United States District Court, N.D. Indiana, South Bend Division
Nov 20, 2009
NO. 3:09-CV-0249 (N.D. Ind. Nov. 20, 2009)

Opinion

NO. 3:09-CV-0249.

November 20, 2009


OPINION AND ORDER


This matter is before the Court on Plaintiff Mauraice Johnson's motion to alter or amend judgment pursuant to Rule 59(e) of the Federal Rules of Civil Procedure. For the reasons set forth below, this Court DENIES the Plaintiff's motion to alter or amend judgment.

BACKGROUND

Maurice Johnson-Bey, Aurelius Allen-Bey, Nelson Harris-Bey, and Antonio Putnam-Bey, prisoners housed at the Indiana State Prison filed a filed a complaint pursuant to 42 U.S.C. § 1983, alleging that "the defendants violated their right to practice their religion unmolested." (DE 1 at 1). This Court split the complaint into four separate cases because joinder was improper pursuant to Rule 20 of Federal Rules of Civil Procedure. But for reasons of judicial economy this Court consolidated the four cases for the purpose of screening the plaintiffs' complaints pursuant to 28 U.S.C. § 1915A(A). This Court dismissed the Plaintiffs' complaints pursuant to Section 1915A(A) because they stated no claim upon which relief could be granted. Plaintiff Johnson-Bey moves to alter or amend the judgment in this case, asserting that he should be allowed to amend his complaint to cure deficiencies.

DISCUSSION

Johnson-Bey has filed a motion for relief from judgment based on Fed.R.Civ.P. 59(e).

Altering or amending judgment under Rule 59(e) is permissible when there is newly discovered evidence or there has been a manifest error of law or fact. Vacating a judgment under Rule 60(b) is permissible for a variety of reasons, including mistake, excusable neglect, newly discovered evidence and fraud. While the two rules have similarities, "Rule 60(b) relief is an extraordinary remedy and is granted only in exceptional circumstances." Rule 59(e), by contrast, requires that the movant "clearly establish" one of the aforementioned grounds for relief.
Harrington v. City of Chicago, 433 F.3d 542, 546 (7th Cir. Ill.) (Citations omitted).

#### [Information shown]
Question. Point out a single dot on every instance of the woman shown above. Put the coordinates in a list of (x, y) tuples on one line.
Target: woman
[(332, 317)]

#### [Jobs]
**a.** Reproduce the passage of the court opinion between "Altering or amending" and "Ill.) (Citations omitted).", inclusive.
**b.** List the names of the prisoners who, according to the court opinion, filed the original complaint.
**c.** Answer these questions from the court opinion:
(i) How does the Court rule on the Plaintiff's motion to alter or amend judgment?
(ii) Where were the prisoners housed?
(iii) Why did the Court split the complaint into four separate cases?

#### [Worked answers]
**a.**
Altering or amending judgment under Rule 59(e) is permissible when there is newly discovered evidence or there has been a manifest error of law or fact. Vacating a judgment under Rule 60(b) is permissible for a variety of reasons, including mistake, excusable neglect, newly discovered evidence and fraud. While the two rules have similarities, "Rule 60(b) relief is an extraordinary remedy and is granted only in exceptional circumstances." Rule 59(e), by contrast, requires that the movant "clearly establish" one of the aforementioned grounds for relief.
Harrington v. City of Chicago, 433 F.3d 542, 546 (7th Cir. Ill.) (Citations omitted).

**b.**
Maurice Johnson-Bey
Aurelius Allen-Bey
Nelson Harris-Bey
Antonio Putnam-Bey

**c.**
(i) The Court denies the motion.
(ii) They were housed at the Indiana State Prison.
(iii) Joinder was improper under Rule 20 of the Federal Rules of Civil Procedure.